**Written request:** Please reproduce every record, keeping each one exactly as written.

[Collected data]
┌──
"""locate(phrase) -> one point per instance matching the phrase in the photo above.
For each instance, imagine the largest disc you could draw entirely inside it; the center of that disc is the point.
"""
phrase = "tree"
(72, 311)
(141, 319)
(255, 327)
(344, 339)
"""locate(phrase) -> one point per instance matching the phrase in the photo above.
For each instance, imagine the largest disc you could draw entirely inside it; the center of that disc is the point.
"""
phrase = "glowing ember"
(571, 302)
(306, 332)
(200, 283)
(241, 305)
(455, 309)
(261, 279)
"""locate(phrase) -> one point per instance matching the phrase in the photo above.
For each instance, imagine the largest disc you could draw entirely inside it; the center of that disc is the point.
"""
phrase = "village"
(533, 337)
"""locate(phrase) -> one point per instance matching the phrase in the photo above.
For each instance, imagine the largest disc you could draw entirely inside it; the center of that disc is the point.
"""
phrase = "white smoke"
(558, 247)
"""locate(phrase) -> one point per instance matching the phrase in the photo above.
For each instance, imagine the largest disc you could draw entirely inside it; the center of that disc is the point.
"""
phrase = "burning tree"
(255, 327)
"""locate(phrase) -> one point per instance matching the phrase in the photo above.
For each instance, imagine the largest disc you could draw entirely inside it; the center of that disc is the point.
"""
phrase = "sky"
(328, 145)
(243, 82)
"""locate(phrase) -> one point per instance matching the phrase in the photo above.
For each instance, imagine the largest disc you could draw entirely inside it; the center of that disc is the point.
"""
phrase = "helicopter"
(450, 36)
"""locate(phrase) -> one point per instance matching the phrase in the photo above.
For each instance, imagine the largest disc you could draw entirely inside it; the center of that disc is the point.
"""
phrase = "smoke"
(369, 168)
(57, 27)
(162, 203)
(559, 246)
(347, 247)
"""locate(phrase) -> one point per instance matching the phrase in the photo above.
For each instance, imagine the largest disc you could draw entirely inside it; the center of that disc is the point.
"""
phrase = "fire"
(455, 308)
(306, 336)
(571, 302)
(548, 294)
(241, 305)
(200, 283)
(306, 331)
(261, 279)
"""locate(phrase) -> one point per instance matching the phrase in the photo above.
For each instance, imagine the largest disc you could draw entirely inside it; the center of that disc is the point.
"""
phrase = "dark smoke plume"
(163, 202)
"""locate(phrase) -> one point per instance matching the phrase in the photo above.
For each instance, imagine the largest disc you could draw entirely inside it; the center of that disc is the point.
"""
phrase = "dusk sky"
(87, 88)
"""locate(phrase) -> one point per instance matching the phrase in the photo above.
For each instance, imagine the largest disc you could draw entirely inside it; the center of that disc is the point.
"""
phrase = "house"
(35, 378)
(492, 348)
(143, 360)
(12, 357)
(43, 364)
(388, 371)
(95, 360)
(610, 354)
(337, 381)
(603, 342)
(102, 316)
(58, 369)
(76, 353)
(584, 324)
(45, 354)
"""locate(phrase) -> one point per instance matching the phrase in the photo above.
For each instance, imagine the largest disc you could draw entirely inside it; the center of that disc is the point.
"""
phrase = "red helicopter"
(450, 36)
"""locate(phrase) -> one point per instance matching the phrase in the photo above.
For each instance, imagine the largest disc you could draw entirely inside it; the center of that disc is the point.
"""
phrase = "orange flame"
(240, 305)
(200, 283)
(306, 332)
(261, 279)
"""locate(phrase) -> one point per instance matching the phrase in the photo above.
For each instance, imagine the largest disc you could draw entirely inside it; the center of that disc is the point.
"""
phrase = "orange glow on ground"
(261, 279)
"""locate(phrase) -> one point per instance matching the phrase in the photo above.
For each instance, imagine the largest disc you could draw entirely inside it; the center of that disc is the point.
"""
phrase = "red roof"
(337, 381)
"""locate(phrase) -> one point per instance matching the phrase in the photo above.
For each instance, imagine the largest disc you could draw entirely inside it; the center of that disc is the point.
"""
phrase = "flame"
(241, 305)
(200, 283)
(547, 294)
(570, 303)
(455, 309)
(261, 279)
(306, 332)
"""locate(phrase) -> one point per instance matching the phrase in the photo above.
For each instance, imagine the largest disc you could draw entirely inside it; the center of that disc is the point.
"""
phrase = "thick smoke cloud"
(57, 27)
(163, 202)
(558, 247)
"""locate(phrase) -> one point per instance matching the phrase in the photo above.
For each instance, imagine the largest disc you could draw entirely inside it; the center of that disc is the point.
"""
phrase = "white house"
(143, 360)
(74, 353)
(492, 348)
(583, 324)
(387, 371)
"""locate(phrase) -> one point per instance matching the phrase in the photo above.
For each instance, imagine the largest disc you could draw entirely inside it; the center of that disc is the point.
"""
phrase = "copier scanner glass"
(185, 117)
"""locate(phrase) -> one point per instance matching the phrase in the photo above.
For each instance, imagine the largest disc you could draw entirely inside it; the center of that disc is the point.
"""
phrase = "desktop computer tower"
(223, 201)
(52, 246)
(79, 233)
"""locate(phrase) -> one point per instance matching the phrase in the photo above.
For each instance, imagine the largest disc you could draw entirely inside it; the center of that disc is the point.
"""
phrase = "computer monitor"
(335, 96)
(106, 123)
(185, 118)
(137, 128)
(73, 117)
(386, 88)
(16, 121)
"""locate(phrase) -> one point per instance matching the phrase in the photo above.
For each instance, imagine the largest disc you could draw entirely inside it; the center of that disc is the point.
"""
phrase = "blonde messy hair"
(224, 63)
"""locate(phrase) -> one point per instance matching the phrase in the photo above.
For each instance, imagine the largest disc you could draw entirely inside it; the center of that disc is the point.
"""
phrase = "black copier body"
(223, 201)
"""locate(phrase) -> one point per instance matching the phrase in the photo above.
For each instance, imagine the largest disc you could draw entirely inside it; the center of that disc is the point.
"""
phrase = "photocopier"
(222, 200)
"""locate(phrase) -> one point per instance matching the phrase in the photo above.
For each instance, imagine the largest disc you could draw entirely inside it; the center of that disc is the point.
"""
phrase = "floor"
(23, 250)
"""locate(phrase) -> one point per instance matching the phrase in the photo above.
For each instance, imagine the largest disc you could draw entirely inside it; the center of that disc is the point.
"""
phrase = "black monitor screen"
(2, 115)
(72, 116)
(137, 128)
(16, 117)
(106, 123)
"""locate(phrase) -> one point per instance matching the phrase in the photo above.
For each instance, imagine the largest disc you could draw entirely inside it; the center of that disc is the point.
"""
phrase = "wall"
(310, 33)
└──
**Written solution:**
"""locate(phrase) -> one point per instance matching the phrase in the photo above.
For each instance, imagine the largest disc you could draw entirely inside it; the center of that disc is the point.
"""
phrase = "tree"
(72, 311)
(141, 319)
(255, 327)
(344, 339)
"""locate(phrase) -> one point per instance matching the phrase in the photo above.
For each instance, imagine the largest disc you could draw entirely inside it; the center of that disc is the point.
"""
phrase = "glowing ember"
(571, 302)
(306, 332)
(200, 283)
(241, 305)
(455, 309)
(261, 279)
"""locate(phrase) -> one point per instance matching the phrase in the photo above.
For each instance, imagine the largest disc you could draw entirely inside it; the center of that disc is the point.
"""
phrase = "village"
(533, 337)
"""locate(phrase) -> one point per instance matching the phrase in the photo above.
For each instance, imagine the largest disc you could draw entirely inside it; the center of that disc is the point.
"""
phrase = "white smoke"
(558, 247)
"""locate(phrase) -> one point per instance matching the phrase in the photo above.
For each instance, imagine the largest disc you could draw entirely inside it; the center of that disc is the point.
"""
phrase = "burning tree"
(255, 327)
"""locate(phrase) -> one point per instance matching the phrase in the photo above.
For each instance, imagine the largest disc you could draw entirely inside it; the center of that disc is the point.
"""
phrase = "sky"
(328, 145)
(243, 82)
"""locate(phrase) -> one point per instance matching the phrase in the photo above.
For each instance, imagine the largest disc you could draw entirely inside it; the center of that disc is the point.
"""
phrase = "helicopter"
(450, 36)
"""locate(phrase) -> one point per instance matching the phrase in the photo above.
For each instance, imagine the largest disc you could draw entirely inside it; the center of that disc is the point.
"""
phrase = "smoke"
(369, 168)
(57, 27)
(162, 203)
(559, 246)
(347, 247)
"""locate(phrase) -> one point per instance matching the phrase in the photo above.
For each instance, imagine the largest disc you could draw entirely inside it; the center of that disc is the point.
"""
phrase = "fire"
(455, 308)
(306, 336)
(571, 302)
(548, 294)
(241, 305)
(200, 283)
(306, 331)
(261, 279)
"""locate(phrase) -> one point per instance matching the phrase in the photo above.
For each instance, imagine the largest disc you could draw entirely inside it; the center of that disc is the point.
"""
phrase = "dark smoke plume"
(163, 202)
"""locate(phrase) -> one point per instance matching the phrase in the photo above.
For each instance, imagine the largest disc you could draw entirely inside it; the center of that disc is the point.
"""
phrase = "dusk sky"
(87, 88)
"""locate(phrase) -> one point per instance matching the phrase in the photo above.
For each instance, imagine the largest disc you could draw entirely inside it; the center of that disc is the point.
"""
phrase = "house"
(35, 378)
(492, 348)
(143, 360)
(12, 357)
(43, 364)
(388, 371)
(95, 360)
(610, 354)
(337, 381)
(603, 342)
(102, 316)
(58, 369)
(76, 353)
(584, 324)
(45, 354)
"""locate(phrase) -> one point per instance matching the phrase in the photo above.
For each instance, imagine the largest disc you could draw entirely inside it; the center of that disc is the point.
"""
phrase = "red helicopter"
(450, 36)
"""locate(phrase) -> one point per instance matching the phrase in the photo above.
For each instance, imagine the largest disc you could draw entirely inside it; the center of that disc is the point.
"""
phrase = "orange flame"
(240, 305)
(200, 283)
(306, 332)
(261, 279)
"""locate(phrase) -> one point per instance matching the phrase in the photo above.
For each instance, imagine the largest disc you could draw entirely inside it; the center of that disc is the point.
"""
phrase = "orange glow on ground"
(261, 279)
"""locate(phrase) -> one point per instance matching the phrase in the photo above.
For each instance, imagine the largest disc you could draw entirely inside it; the center of that disc is the point.
"""
phrase = "red roof"
(337, 381)
"""locate(phrase) -> one point per instance matching the phrase in the photo above.
For each instance, imagine the largest disc you could draw entirely inside it; the center of that disc is the point.
"""
phrase = "flame"
(241, 305)
(200, 283)
(547, 294)
(570, 303)
(455, 309)
(261, 279)
(306, 332)
"""locate(phrase) -> one point per instance matching the phrase in the photo above.
For each instance, imagine the largest disc you could draw entirely inside it; the center of that disc is the point.
"""
phrase = "thick smoke cloud"
(57, 27)
(163, 202)
(558, 247)
"""locate(phrase) -> one point per instance matching the phrase in the photo above.
For each instance, imagine the largest disc you could draw entirely inside it; the center of that disc is the point.
"""
phrase = "white house"
(143, 360)
(74, 353)
(492, 348)
(583, 324)
(387, 371)
"""locate(phrase) -> one point per instance matching the phrase in the photo above.
For each instance, imagine the largest disc you could draw entirely inside it; the center of that disc is the point.
"""
phrase = "copier scanner glass"
(185, 117)
"""locate(phrase) -> one point per instance matching the phrase in the photo above.
For each instance, imagine the largest disc you could draw entirely inside it; the center of that disc is the point.
"""
phrase = "desktop computer tower"
(223, 201)
(52, 246)
(79, 233)
"""locate(phrase) -> one point per instance matching the phrase in the photo above.
For each instance, imagine the largest disc you could draw entirely inside it; the center of that disc is the point.
"""
phrase = "computer monitor"
(335, 96)
(106, 123)
(185, 118)
(137, 128)
(73, 117)
(386, 88)
(16, 121)
"""locate(phrase) -> one point per instance matching the phrase in the photo above.
For each instance, imagine the largest disc you could draw entirely inside it; the center of that disc is the point.
"""
phrase = "blonde messy hair"
(224, 63)
"""locate(phrase) -> one point per instance matching the phrase in the photo above.
For each instance, imagine the largest disc you could draw entirely inside it; the center of that disc is the point.
"""
phrase = "black copier body"
(223, 201)
"""locate(phrase) -> one point per instance matching the phrase in the photo above.
For each instance, imagine the largest disc you could draw entirely inside it; the center of that disc is the point.
"""
phrase = "photocopier"
(222, 200)
"""locate(phrase) -> one point per instance matching the phrase in the photo above.
For each instance, imagine the largest disc you could draw entirely inside it; the center of that disc is the point.
"""
phrase = "floor"
(23, 250)
"""locate(phrase) -> one point per instance matching the phrase in the photo above.
For each instance, imagine the largest disc you could draw entirely inside it; the center of that disc is the point.
"""
phrase = "black monitor screen"
(2, 115)
(72, 116)
(137, 128)
(16, 117)
(106, 123)
"""locate(phrase) -> one point per instance matching the phrase in the photo above.
For each instance, imagine the largest disc you could draw entirely inside it; the center of that disc is the point.
"""
phrase = "wall"
(310, 33)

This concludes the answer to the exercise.